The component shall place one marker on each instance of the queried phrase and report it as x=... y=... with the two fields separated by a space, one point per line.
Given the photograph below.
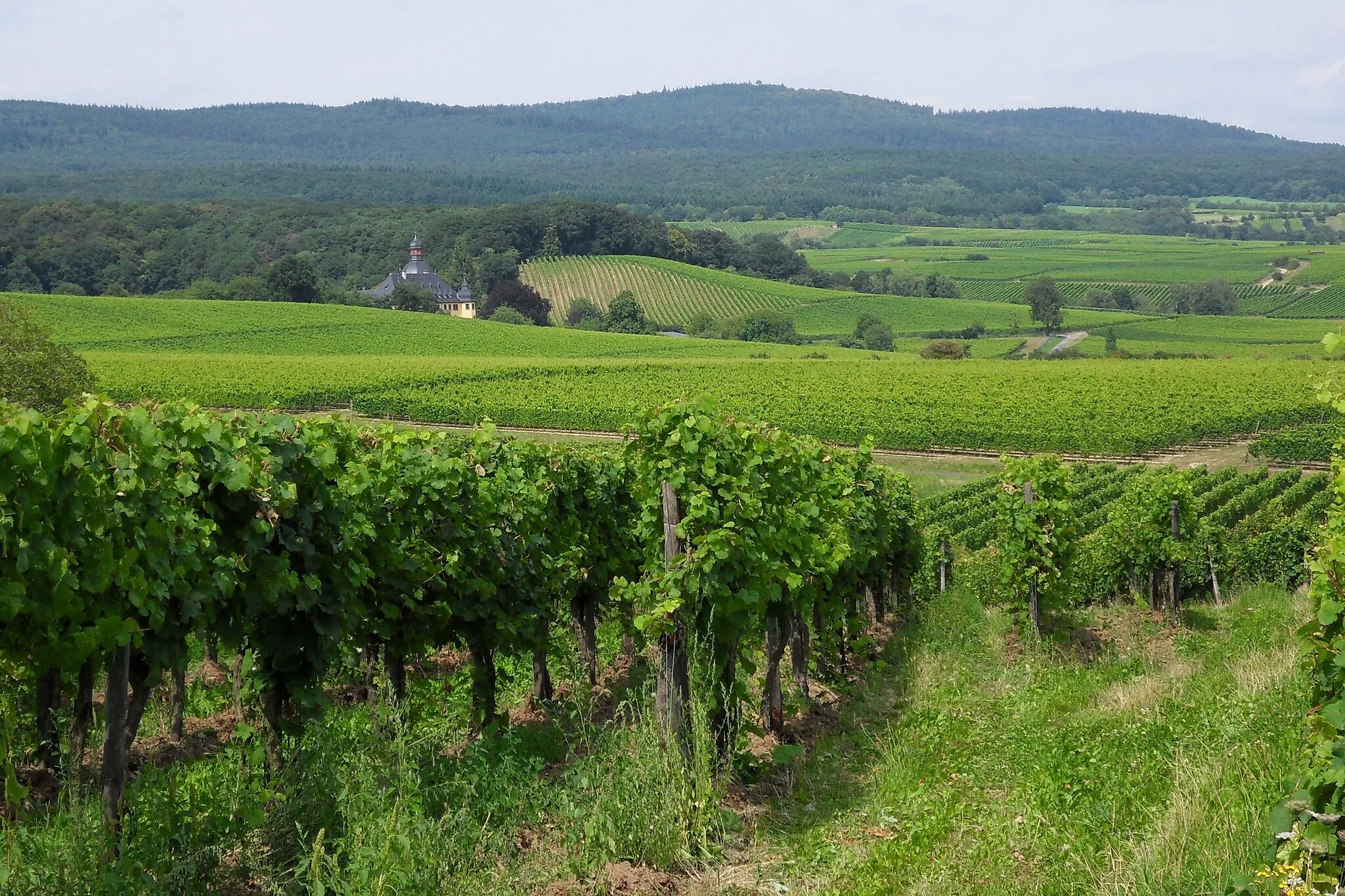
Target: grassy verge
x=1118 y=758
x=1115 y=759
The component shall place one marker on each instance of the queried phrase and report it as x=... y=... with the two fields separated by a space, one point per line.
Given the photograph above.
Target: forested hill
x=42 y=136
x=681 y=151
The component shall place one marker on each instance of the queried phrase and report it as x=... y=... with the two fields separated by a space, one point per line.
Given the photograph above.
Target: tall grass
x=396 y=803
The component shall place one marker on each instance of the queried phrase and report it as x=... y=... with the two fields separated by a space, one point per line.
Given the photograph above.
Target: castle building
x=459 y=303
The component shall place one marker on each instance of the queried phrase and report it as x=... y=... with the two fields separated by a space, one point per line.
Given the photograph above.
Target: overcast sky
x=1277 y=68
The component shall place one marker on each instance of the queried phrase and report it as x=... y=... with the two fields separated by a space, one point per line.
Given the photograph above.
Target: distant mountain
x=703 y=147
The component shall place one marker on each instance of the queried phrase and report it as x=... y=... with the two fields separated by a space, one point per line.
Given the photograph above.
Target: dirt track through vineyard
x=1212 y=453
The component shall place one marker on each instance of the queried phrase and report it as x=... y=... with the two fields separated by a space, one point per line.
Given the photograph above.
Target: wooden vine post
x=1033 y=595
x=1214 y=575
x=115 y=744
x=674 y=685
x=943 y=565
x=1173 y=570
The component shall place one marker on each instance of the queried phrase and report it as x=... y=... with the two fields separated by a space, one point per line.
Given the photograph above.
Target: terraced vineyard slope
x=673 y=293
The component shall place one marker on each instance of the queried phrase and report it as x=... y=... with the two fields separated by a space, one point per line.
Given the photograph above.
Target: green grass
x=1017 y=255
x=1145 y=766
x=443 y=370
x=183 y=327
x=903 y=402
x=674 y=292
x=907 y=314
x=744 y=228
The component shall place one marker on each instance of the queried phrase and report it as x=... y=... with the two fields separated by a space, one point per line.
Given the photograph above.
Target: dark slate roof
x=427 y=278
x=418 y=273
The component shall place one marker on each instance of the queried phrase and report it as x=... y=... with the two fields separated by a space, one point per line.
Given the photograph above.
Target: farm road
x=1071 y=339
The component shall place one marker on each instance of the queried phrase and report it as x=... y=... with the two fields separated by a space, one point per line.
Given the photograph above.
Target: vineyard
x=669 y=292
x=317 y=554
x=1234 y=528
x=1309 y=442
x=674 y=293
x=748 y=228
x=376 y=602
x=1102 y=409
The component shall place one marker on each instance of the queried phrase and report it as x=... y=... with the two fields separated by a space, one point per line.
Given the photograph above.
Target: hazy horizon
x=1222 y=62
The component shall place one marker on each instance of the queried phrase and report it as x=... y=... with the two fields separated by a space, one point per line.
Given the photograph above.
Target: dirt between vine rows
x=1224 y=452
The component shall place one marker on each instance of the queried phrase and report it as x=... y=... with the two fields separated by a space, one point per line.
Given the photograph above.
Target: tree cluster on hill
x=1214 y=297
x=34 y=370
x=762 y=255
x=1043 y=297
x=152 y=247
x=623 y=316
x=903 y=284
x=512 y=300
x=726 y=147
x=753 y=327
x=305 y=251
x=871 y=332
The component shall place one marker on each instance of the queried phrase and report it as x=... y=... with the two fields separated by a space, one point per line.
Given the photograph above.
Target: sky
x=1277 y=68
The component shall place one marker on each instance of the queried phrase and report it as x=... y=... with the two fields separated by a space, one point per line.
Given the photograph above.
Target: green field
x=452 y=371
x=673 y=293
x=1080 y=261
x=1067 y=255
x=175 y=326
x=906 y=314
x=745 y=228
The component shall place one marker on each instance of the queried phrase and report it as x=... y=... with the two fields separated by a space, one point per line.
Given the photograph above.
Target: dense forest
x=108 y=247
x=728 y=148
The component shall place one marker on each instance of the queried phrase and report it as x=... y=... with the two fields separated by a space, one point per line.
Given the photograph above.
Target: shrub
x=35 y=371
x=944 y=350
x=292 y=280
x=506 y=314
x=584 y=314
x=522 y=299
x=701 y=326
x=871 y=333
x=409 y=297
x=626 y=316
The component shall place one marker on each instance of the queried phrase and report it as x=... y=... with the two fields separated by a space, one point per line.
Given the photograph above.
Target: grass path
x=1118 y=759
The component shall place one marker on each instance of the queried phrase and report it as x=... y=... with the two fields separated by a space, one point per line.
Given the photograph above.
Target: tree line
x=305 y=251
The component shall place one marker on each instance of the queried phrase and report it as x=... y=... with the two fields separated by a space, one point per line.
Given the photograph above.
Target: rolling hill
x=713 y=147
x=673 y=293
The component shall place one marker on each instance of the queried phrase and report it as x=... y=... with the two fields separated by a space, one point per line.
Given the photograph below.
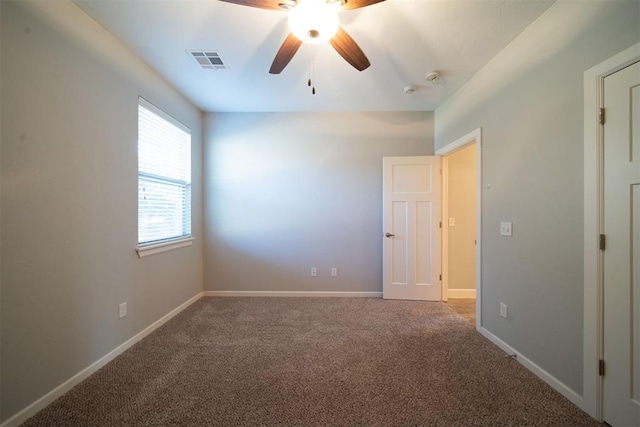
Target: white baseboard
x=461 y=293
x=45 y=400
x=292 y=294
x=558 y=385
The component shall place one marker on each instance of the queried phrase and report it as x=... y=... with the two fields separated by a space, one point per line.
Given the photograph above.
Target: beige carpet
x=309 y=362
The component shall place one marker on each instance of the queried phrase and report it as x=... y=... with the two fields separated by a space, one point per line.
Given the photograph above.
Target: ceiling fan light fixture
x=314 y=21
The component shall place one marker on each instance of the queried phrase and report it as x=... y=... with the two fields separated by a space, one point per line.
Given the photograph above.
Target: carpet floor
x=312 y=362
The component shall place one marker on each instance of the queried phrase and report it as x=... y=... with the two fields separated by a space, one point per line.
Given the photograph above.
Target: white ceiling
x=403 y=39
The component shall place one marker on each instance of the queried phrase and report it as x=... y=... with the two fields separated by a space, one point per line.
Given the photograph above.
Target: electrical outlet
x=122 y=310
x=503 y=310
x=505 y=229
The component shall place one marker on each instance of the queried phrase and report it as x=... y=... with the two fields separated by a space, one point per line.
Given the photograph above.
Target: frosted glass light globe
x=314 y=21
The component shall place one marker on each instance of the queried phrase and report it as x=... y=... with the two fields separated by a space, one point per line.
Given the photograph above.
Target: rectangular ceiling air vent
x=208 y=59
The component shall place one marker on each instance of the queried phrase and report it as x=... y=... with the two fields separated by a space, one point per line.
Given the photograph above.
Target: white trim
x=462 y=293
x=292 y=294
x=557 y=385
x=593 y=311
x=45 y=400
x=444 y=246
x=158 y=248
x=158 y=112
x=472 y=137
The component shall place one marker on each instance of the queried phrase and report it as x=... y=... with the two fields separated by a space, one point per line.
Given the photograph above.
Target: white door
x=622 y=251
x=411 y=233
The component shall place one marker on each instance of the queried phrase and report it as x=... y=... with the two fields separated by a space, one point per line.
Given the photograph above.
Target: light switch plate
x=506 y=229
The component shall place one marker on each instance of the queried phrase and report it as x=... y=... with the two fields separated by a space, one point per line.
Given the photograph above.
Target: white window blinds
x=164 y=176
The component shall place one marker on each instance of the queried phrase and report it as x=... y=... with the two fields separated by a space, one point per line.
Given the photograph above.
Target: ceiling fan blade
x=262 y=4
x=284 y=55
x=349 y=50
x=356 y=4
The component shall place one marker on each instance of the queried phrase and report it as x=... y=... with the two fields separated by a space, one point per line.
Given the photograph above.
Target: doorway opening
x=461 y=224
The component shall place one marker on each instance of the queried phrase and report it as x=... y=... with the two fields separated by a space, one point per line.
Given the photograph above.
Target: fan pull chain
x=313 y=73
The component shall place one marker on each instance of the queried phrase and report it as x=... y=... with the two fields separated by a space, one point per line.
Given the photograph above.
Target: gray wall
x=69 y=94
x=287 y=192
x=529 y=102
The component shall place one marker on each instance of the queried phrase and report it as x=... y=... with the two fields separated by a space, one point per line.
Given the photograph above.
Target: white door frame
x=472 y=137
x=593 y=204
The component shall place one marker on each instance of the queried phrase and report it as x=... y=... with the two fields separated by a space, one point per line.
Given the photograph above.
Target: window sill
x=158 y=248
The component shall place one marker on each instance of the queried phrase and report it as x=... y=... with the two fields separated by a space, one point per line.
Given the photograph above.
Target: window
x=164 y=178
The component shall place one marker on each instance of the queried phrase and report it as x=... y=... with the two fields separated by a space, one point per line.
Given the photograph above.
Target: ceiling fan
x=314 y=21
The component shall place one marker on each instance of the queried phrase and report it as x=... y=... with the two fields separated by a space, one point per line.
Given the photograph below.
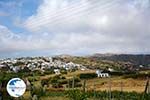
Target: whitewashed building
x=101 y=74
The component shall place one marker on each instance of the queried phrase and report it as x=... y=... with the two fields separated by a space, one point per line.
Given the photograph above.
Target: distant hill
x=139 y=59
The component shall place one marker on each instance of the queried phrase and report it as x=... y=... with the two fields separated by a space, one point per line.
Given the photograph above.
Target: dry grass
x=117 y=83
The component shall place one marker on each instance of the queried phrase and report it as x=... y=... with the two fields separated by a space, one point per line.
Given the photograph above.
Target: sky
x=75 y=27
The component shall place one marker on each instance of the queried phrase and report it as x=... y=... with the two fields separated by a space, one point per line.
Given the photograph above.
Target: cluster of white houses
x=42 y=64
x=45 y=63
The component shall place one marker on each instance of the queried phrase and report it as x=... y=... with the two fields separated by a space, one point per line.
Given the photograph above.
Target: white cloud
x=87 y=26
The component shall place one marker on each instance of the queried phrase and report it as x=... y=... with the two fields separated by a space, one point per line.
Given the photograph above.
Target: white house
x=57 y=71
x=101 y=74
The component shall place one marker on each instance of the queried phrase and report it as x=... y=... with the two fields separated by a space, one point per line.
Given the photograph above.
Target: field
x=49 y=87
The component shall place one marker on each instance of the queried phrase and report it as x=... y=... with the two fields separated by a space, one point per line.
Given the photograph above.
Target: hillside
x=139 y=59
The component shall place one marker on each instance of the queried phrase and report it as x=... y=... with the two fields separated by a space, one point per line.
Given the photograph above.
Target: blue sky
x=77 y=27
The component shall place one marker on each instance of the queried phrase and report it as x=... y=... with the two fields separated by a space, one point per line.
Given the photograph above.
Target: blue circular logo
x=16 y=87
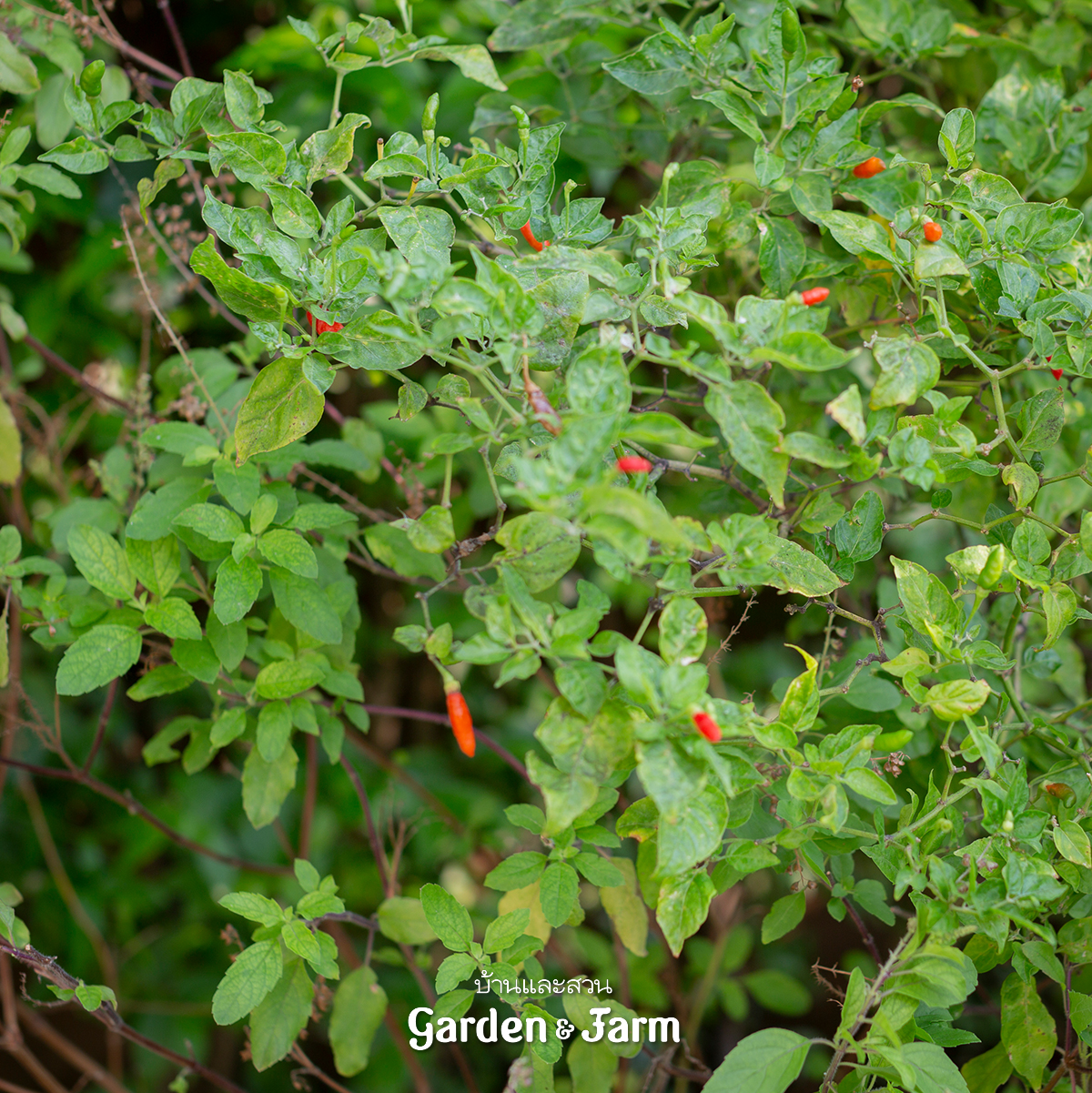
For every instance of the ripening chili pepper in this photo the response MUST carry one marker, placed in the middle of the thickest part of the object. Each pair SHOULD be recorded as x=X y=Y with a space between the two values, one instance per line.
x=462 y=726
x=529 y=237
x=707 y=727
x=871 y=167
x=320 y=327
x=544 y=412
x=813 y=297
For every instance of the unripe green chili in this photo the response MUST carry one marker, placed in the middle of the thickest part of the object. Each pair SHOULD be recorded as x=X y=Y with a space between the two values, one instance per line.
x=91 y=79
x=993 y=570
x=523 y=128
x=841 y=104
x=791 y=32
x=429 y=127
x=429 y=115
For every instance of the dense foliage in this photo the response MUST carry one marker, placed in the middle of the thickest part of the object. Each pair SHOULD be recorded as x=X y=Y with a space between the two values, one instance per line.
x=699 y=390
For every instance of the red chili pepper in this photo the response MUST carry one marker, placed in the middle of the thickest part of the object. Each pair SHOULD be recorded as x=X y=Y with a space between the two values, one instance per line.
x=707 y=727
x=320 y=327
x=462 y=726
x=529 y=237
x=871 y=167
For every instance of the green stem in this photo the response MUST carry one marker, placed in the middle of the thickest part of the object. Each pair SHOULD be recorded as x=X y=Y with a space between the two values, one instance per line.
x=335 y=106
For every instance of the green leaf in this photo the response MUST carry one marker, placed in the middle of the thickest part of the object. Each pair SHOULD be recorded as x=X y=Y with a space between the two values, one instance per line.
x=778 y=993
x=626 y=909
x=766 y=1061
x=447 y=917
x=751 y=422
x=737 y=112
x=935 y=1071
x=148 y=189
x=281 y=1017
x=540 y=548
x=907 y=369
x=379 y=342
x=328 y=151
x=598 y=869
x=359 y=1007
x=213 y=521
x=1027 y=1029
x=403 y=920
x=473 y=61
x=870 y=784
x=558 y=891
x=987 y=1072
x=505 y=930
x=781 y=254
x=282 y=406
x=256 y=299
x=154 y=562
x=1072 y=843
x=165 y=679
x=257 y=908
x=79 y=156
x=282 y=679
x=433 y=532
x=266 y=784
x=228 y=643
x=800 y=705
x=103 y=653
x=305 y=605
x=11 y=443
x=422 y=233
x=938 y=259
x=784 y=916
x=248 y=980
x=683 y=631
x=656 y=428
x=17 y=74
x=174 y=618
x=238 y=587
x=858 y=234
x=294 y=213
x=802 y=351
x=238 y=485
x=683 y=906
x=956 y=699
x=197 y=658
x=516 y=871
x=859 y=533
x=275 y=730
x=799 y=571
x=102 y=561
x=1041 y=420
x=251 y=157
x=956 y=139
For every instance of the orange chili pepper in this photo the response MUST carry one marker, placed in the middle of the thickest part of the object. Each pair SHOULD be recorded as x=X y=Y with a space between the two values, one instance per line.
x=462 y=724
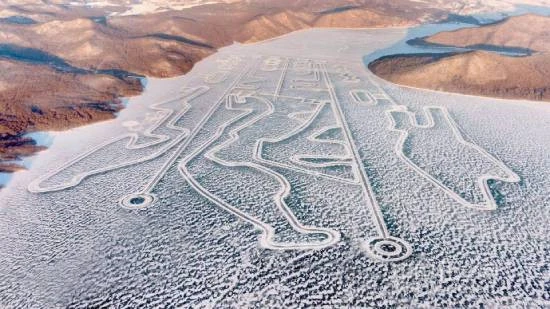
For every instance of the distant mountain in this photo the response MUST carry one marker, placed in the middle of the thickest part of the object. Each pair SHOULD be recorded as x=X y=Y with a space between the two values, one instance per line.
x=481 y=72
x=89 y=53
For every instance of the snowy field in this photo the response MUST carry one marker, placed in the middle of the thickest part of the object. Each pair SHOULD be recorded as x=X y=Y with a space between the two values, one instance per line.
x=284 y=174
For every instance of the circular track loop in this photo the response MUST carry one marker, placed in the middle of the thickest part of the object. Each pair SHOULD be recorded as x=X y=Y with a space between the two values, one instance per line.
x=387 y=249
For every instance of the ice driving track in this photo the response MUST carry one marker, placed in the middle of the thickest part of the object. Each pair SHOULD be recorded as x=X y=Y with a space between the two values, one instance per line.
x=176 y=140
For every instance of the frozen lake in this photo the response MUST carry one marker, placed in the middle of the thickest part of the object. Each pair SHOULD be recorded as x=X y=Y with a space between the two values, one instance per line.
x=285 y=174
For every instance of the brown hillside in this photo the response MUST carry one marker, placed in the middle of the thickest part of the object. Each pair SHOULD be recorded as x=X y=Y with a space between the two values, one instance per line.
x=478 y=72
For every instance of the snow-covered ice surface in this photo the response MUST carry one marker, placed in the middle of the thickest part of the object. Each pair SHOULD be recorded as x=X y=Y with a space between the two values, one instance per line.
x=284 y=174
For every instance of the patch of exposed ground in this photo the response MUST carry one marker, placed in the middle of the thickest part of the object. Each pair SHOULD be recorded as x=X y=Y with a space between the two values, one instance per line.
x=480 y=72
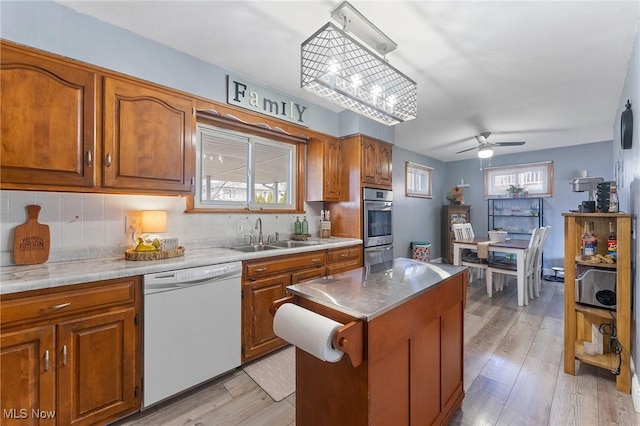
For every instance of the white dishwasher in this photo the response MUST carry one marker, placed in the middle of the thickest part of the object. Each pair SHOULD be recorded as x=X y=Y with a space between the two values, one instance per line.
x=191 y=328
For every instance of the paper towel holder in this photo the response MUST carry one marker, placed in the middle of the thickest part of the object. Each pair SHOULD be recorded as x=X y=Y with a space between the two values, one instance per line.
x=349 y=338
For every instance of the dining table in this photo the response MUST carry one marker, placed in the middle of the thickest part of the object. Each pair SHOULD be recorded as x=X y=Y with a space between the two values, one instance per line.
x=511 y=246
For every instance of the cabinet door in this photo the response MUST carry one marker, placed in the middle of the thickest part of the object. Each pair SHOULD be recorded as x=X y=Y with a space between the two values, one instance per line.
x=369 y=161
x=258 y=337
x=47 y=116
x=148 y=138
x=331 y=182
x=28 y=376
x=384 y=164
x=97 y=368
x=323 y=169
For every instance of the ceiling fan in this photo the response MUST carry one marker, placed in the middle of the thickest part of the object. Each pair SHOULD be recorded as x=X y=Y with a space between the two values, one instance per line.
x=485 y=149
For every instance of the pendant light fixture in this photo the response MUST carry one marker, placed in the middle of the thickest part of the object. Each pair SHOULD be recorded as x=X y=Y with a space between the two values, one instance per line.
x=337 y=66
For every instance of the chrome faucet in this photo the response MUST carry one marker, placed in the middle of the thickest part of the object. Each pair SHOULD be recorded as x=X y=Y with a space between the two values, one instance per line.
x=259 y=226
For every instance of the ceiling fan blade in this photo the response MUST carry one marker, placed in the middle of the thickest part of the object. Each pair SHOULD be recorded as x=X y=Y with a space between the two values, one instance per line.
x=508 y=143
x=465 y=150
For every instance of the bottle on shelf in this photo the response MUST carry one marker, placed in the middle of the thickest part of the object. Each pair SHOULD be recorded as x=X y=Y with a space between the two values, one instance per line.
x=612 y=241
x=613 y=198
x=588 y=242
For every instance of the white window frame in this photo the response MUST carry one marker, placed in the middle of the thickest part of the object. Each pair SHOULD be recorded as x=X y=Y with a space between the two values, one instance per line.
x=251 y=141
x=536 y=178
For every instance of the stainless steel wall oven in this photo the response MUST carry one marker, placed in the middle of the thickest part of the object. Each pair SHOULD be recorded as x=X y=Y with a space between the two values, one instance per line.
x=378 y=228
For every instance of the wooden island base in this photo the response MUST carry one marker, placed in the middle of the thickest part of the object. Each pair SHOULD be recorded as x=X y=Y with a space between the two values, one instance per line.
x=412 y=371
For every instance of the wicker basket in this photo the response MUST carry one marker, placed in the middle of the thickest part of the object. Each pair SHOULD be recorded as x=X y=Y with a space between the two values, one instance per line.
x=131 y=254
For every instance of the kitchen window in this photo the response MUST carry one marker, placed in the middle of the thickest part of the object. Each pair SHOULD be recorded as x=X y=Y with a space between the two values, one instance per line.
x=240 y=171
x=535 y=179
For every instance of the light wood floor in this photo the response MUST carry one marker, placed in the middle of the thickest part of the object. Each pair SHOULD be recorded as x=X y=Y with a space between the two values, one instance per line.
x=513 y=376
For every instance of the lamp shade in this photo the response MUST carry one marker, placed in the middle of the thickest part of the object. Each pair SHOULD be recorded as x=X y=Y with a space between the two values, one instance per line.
------------------------------------------------------------
◆ What to work on ◆
All lines from the one with "For every instance of the light" to the end of the records must be set down exactly. Skip every line before it.

◆ Reply to the exercise ◆
For every instance of the light wood floor in this photo the response MUST carry one marker, placed in the middle of the thickest part of the object. Each pair SHOULD be recorded as x=X y=Y with a space between the two values, one instance per line.
x=513 y=376
For every instance of the lamp shade in this photo the response MUST carry one marker, placed in the middle of the thickest part of the object. Each pair SHOULD be recorded as x=X y=Y with a space between the two values, one instance per line.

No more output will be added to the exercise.